— Job —
Your task is to repeat all of the material exactly.

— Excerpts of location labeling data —

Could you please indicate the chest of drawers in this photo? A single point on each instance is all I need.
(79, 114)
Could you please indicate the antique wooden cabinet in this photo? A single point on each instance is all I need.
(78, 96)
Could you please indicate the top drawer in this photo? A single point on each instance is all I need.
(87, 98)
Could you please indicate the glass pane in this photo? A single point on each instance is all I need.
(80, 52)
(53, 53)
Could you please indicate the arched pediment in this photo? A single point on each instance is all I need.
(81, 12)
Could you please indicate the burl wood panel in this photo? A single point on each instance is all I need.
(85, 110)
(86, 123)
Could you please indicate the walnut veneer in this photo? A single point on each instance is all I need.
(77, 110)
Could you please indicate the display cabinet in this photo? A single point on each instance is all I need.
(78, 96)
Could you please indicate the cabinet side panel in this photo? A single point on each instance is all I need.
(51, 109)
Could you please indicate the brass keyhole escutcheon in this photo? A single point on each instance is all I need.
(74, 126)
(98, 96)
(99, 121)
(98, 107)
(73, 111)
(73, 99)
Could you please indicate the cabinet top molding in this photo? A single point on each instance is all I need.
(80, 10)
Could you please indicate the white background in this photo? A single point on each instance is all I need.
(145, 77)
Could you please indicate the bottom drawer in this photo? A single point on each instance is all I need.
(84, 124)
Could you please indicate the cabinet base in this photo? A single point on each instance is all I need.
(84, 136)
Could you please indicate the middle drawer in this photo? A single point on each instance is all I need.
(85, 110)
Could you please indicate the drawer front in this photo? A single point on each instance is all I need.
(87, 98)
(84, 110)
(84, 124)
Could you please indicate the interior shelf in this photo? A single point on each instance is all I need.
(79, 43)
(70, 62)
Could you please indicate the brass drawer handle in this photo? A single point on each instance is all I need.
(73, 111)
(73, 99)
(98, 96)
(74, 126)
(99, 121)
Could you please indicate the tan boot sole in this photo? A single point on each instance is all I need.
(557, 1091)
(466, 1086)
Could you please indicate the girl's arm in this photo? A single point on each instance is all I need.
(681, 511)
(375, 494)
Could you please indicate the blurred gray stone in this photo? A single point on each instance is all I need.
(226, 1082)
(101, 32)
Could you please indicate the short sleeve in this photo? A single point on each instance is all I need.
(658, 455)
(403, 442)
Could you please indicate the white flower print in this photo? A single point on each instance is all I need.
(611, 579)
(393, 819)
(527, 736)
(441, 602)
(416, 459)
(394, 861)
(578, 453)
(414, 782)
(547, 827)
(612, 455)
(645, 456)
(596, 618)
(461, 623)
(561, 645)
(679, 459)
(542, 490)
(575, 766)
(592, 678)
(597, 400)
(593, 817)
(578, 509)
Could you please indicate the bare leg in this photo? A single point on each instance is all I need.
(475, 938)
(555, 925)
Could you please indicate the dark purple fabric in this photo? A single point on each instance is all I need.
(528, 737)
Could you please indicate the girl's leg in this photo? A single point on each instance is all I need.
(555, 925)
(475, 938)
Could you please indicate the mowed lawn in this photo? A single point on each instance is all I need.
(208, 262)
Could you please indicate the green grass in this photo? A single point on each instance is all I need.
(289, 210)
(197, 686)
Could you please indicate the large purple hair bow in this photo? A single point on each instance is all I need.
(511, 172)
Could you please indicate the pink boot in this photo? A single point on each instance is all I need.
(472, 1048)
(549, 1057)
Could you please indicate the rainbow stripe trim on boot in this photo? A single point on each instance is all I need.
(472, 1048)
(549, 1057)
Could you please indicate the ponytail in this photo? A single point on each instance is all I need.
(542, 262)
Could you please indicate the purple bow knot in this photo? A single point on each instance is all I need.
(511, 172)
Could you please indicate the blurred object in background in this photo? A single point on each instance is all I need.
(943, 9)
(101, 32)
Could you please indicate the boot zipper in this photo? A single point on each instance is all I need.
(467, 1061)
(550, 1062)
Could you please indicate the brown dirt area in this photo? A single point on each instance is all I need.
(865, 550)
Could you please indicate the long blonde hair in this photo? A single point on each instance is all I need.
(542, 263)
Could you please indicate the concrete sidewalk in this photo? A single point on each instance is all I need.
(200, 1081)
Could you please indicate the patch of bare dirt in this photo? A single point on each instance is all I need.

— Response below —
Could you please indicate the chest of drawers in this photo? A single point on each instance is all I need.
(79, 114)
Could you please indicate the antique wooden cabinet in this photo? A single point on each instance is all I need.
(78, 96)
Could you please indicate the top drawer in this photo? A single point on each instance is all I need.
(87, 98)
Could you please indicate the glass pane in this photo? A single point on each instance is all I need.
(80, 52)
(53, 53)
Could you please indicate the arched pediment in this photo? A single point on each instance is all I need.
(81, 12)
Could you please indicate the burl wood panel in this photo? A single point on each instance is all I need.
(85, 110)
(86, 123)
Could you please indicate the walnut veneer in this photo? A single point on each instance is all I need.
(77, 110)
Could you please indicate the display cabinet in this photo? A single point on each instance is all I need.
(78, 96)
Could you please indicate the cabinet side panel in this photo? A single point on each instance is all I need.
(51, 109)
Could you please indicate the brass keyhole escutcheon in this photo? A single point on each instance is all I need.
(74, 126)
(98, 96)
(99, 121)
(98, 107)
(73, 111)
(73, 99)
Could you please indicate the cabinet top molding in this photo? A single point on each instance is all I need.
(80, 10)
Could you please indicate the white background in this photo? A single point on each instance is all I need.
(145, 77)
Could you please indicate the bottom drawer in this photo? A single point on each instance is all I need.
(84, 124)
Could you please indicate the cabinet base in this photo? A single point on each instance is all I need.
(84, 136)
Could you please indicate the middle drawer in this photo? A single point on each instance is all I need.
(85, 110)
Could you please indicate the drawer front in this photo? A single point on each instance is all I need.
(87, 98)
(84, 110)
(84, 124)
Could you please indicate the interior shelf in this photo? A single point on each instance is all I need.
(79, 43)
(70, 62)
Could you please indicate the brass drawer handle in this photo? A single point on each instance is all I need.
(73, 111)
(73, 99)
(98, 96)
(74, 126)
(99, 121)
Could you please indicate the tan boot sole in this photo? A single point on each instance is all I need.
(557, 1091)
(466, 1086)
Could you please indicate the girl's arm in this photo? A single point on each instance is all I need.
(681, 511)
(375, 494)
Could you please indicate the blurred gray stone in this photo? A single point on each instance is all I need.
(226, 1082)
(101, 32)
Could you please indicate the short sleeve in this photo? A single point on each instance is all I need.
(658, 455)
(403, 442)
Could you please indicate the white flower print in this photo? A single point on each instance is all I need.
(611, 579)
(393, 819)
(527, 736)
(441, 602)
(416, 459)
(394, 861)
(578, 453)
(414, 782)
(547, 827)
(612, 455)
(645, 456)
(596, 618)
(461, 623)
(561, 645)
(679, 459)
(542, 490)
(575, 766)
(592, 678)
(597, 400)
(593, 817)
(578, 509)
Could you please indicate the bare leg in this photo? A single point on each instance is all I need.
(475, 938)
(555, 925)
Could you please indicate the dark purple fabric in this photo? A single point on each instance is all I need.
(528, 737)
Could you please indicate the girl's leg in this photo? A single point on each instance is all I need.
(555, 925)
(475, 938)
Could you please indicate the mowed lawn in this photo? A single point on each instance is all I need.
(208, 262)
Could you please indicate the green grass in this photo? A single point on each instance is all I need.
(289, 210)
(197, 686)
Could you please indicate the large purple hair bow in this photo? A single point on each instance is all I need.
(511, 172)
Could you please indicate the pink boot in this photo? A single point on each instance is all I need.
(472, 1048)
(549, 1057)
Could you please indicate the rainbow stripe trim on boot in this photo? A single point on each instance is all I need.
(472, 1048)
(549, 1057)
Could you please indicate the ponytail in this photo? A single point on each instance is all I need.
(542, 262)
Could you please indicate the purple bow knot in this photo? A single point on each instance is all I need.
(511, 172)
Could you please indicate the blurred object in background in this photo? A single point on each instance is all I need.
(943, 9)
(101, 32)
Could you please indicate the boot zipper in this photo? A single point on each instance is all I need.
(467, 1061)
(550, 1062)
Could you please indicate the brown dirt area in this photo? A single point on each instance is all I need.
(865, 550)
Could you please indicate the long blonde hair in this photo? A single point on each instance is all I need.
(542, 263)
Could you please indicate the concrete sidewalk in this photo? A single point on each instance is all I need.
(200, 1081)
Could you please indicate the patch of bare dirt in this photo? A single point on each instance is all I need.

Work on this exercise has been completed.